++++ Excerto do documento ++++

Acórdão do Tribunal da Relação de Lisboa
Processo:
965/2007-1
Relator: CARLOS MOREIRA
Descritores: APOIO JUDICIÁRIO
Nº do Documento: RL
Data do Acordão: 03/13/2007
Votação: UNANIMIDADE
Texto Integral: S
Meio Processual: AGRAVO
Decisão: CONFIRMADA A DECISÃO
Sumário: Em processo executivo, o montante das custas devidas tem de ser considerado em sede de elaboração da respectiva conta, de sorte a ser garantido no processo pelo responsável das mesmas, mesmo que a este tenha sido concedido o benefício do apoio judiciário na modalidade de dispensa total do seu pagamento.
(C.M.)
Decisão Texto Integral: ACORDAM NO TRIBUNAL DA RELAÇÃO DE LISBOA
1.
M, SA, instaurou contra J e mulher Maria, com os sinais dos autos, acção executiva para pagamento de quantia certa.
Aos executados foi concedido o benefício do apoio judiciário, na modalidade de dispensa total de taxa de justiça e demais encargos com o processo.
Na tramitação do processo foi penhorado saldo de conta bancária dos executados e foram efectuados descontos no vencimento da executada.
Foi proferido despacho de sustação da execução e os autos foram remetidos à conta.
Nesta constatou-se que, designadamente por virtude das custas liquidadas aos executados, o valor cativo não era ainda suficiente, pelo que foi ordenado o prosseguimento da execução com continuação dos descontos no ordenado da executada.

2.

++++ Material da tarefa ++++

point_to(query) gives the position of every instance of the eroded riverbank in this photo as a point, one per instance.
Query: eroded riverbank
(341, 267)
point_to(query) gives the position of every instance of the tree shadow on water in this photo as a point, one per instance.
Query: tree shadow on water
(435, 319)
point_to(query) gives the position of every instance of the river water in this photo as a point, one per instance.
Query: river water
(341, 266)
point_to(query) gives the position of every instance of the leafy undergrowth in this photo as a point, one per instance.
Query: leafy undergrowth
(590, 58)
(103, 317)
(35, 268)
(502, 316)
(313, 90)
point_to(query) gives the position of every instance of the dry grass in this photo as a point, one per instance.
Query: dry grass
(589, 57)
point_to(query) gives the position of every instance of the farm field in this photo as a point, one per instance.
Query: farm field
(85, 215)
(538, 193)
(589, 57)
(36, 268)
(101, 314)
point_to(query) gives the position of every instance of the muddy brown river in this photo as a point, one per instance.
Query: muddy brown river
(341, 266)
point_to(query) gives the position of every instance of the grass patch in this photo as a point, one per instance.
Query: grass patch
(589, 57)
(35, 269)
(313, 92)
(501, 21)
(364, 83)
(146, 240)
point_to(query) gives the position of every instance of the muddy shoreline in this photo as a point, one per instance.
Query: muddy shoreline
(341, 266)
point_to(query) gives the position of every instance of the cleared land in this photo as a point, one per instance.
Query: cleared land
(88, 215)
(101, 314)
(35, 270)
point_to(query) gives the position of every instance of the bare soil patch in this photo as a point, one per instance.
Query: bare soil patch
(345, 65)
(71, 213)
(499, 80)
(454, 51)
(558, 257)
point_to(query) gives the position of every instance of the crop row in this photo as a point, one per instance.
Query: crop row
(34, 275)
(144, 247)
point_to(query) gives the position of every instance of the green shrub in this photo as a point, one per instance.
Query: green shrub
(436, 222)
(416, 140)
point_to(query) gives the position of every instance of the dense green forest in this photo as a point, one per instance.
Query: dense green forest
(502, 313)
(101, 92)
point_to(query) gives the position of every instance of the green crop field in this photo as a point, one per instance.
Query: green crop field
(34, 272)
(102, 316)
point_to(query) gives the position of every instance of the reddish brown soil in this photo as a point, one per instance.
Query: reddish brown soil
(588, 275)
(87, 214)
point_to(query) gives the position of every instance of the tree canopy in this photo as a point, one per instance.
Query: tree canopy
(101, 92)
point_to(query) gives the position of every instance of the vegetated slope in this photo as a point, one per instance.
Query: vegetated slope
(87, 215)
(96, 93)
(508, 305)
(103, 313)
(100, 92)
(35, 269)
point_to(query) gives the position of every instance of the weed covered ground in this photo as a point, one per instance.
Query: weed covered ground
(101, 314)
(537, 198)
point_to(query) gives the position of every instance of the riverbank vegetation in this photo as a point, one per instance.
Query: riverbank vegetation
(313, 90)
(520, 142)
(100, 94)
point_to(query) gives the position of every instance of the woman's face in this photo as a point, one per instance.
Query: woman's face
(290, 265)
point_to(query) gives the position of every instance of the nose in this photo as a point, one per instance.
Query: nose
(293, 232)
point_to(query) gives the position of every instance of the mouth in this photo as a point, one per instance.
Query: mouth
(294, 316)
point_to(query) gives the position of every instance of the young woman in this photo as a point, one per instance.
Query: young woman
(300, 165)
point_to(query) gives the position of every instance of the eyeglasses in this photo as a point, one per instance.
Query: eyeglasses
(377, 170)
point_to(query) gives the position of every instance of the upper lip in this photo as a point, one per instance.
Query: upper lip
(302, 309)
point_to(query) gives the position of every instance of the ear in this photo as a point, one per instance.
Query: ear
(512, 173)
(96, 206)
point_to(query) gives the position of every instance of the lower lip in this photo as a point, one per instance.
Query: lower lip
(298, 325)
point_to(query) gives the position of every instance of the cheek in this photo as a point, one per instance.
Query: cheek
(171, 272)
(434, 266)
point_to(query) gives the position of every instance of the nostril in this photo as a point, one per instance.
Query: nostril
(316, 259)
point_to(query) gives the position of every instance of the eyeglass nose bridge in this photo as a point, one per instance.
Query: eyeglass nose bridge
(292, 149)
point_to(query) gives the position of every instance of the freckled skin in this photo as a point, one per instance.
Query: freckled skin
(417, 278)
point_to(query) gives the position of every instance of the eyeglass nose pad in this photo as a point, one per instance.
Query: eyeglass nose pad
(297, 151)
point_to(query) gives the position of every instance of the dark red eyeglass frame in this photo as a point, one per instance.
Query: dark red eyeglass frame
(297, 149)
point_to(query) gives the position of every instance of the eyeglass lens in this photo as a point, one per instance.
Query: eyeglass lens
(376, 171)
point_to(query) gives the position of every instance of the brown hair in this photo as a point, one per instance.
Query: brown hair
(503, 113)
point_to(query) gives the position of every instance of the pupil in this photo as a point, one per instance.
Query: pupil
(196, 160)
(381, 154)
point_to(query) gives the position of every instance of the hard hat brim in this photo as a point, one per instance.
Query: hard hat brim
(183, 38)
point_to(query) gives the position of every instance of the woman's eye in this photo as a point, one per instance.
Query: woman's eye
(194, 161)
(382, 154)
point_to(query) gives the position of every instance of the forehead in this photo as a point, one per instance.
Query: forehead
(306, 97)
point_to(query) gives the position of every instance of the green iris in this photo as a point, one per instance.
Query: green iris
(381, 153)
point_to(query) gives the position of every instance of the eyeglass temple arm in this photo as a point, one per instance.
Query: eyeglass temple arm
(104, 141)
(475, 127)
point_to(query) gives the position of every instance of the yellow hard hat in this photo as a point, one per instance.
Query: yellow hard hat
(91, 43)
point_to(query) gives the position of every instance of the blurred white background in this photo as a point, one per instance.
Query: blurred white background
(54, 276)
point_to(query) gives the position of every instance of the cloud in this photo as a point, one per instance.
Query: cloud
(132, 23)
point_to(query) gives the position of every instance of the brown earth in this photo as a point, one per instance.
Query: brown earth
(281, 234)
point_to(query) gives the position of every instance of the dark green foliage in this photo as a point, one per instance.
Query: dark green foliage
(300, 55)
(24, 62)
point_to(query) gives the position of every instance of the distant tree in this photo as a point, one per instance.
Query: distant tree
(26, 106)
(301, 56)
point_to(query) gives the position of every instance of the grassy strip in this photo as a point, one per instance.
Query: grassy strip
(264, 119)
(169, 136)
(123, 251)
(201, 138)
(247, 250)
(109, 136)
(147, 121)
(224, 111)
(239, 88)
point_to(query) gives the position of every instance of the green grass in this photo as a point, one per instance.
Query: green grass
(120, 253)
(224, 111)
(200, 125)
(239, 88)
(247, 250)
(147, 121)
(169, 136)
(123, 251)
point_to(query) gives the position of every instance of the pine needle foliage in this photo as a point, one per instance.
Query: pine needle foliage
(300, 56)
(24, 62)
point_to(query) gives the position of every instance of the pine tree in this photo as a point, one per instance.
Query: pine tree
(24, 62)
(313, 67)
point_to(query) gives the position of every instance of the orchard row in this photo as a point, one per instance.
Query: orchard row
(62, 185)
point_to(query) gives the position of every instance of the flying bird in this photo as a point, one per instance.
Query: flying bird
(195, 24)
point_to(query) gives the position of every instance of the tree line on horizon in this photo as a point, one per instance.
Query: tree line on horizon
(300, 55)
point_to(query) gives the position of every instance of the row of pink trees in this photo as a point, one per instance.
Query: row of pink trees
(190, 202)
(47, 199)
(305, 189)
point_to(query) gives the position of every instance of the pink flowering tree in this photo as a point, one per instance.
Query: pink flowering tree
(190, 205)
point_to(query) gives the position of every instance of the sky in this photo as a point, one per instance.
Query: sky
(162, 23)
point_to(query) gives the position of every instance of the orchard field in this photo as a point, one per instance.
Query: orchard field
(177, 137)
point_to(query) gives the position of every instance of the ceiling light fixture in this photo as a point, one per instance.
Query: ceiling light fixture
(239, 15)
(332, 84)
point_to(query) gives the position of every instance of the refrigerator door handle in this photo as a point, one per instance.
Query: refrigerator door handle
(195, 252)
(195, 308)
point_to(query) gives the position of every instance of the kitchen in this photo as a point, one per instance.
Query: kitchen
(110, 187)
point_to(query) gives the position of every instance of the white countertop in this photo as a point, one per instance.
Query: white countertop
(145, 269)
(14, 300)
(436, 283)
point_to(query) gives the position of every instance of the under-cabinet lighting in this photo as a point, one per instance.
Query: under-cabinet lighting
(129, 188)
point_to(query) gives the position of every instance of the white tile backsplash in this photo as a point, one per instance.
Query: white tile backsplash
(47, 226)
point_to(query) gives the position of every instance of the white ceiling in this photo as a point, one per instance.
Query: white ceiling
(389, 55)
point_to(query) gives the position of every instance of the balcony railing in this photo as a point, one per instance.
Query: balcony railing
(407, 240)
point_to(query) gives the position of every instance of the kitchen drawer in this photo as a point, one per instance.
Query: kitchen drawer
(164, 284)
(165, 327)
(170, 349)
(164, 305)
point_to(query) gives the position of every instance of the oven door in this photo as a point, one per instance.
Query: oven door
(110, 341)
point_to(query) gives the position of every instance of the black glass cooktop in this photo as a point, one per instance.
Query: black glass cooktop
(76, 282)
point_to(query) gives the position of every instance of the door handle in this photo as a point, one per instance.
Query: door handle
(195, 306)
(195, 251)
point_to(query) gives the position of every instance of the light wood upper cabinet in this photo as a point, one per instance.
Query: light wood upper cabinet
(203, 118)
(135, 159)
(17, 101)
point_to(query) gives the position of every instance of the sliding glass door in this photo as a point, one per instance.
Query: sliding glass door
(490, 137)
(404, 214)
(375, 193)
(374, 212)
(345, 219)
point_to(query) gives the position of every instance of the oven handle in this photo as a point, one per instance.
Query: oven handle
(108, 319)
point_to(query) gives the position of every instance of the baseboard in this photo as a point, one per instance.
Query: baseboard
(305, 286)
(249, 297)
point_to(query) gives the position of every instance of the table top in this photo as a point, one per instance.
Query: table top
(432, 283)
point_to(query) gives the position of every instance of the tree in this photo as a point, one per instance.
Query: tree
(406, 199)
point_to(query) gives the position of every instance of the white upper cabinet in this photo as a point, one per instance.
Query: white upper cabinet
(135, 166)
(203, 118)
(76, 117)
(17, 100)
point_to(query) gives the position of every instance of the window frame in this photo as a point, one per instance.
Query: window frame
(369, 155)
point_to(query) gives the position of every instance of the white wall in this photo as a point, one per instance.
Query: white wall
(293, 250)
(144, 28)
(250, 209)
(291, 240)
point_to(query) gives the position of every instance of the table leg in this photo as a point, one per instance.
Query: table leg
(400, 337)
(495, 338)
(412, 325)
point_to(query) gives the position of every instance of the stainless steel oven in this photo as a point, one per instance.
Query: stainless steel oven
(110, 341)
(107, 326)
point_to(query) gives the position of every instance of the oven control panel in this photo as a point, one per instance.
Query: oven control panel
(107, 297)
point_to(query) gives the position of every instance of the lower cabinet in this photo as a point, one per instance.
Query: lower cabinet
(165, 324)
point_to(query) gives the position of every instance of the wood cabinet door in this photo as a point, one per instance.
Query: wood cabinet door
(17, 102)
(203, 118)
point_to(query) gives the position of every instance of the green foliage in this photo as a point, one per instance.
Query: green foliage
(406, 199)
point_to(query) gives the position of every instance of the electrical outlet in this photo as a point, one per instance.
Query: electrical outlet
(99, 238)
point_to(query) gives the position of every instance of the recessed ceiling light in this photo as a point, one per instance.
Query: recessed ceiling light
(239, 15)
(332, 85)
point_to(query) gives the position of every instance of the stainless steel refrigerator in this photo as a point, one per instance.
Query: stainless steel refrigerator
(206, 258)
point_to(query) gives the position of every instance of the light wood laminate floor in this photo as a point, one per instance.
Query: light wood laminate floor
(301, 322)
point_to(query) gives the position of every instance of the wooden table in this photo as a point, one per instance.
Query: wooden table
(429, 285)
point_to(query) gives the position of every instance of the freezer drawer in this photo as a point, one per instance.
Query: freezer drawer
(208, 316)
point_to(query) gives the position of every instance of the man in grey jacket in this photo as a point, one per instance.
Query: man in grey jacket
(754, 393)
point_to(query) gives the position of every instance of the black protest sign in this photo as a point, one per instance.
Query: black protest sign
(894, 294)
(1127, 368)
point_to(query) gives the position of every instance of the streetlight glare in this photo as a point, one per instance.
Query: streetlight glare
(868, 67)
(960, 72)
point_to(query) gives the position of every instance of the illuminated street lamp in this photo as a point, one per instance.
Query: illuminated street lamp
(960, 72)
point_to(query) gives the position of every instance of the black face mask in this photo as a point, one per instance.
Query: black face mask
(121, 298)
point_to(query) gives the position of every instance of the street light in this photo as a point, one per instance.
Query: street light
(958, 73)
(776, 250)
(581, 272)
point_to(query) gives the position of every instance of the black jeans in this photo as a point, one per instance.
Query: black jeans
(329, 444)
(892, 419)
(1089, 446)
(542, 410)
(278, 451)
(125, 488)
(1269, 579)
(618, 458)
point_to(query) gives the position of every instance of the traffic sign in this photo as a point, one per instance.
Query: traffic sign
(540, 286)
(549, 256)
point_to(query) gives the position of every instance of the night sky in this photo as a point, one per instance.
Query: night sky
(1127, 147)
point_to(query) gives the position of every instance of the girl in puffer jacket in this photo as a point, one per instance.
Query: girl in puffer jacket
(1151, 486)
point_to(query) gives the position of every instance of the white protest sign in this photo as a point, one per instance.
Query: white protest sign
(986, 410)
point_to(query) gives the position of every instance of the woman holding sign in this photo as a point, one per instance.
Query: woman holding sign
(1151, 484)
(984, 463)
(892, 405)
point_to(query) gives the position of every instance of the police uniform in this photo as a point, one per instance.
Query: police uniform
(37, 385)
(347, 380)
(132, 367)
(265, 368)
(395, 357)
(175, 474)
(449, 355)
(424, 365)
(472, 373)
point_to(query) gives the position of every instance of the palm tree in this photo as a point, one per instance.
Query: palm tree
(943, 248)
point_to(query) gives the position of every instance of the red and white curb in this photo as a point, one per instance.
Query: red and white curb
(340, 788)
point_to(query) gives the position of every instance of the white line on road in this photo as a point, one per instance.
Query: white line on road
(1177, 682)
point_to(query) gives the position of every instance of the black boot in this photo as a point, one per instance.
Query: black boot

++++

§ Instruções das tarefas:
**1)** Devolva o trecho do acórdão que começa em "Na tramitação do" e segue até "ordenado da executada.", copiado sem nenhuma alteração.
**2)** Por favor, transforme em uma tabela Markdown com as colunas "Número" e "Linha" as linhas das entradas que começam na linha com "of the night" e vão até a linha com "(1151, 486)", incluindo as duas e deixando de fora as linhas em branco.

§ Respostas às tarefas:
**1)**
Na tramitação do processo foi penhorado saldo de conta bancária dos executados e foram efectuados descontos no vencimento da executada.
Foi proferido despacho de sustação da execução e os autos foram remetidos à conta.
Nesta constatou-se que, designadamente por virtude das custas liquidadas aos executados, o valor cativo não era ainda suficiente, pelo que foi ordenado o prosseguimento da execução com continuação dos descontos no ordenado da executada.

**2)**
| Número | Linha |
|---|---|
| 1 | point_to(query) gives the position of every instance of the night sky in this photo as a point, one per instance. |
| 2 | Query: night sky |
| 3 | (1127, 147) |
| 4 | point_to(query) gives the position of every instance of the girl in puffer jacket in this photo as a point, one per instance. |
| 5 | Query: girl in puffer jacket |
| 6 | (1151, 486) |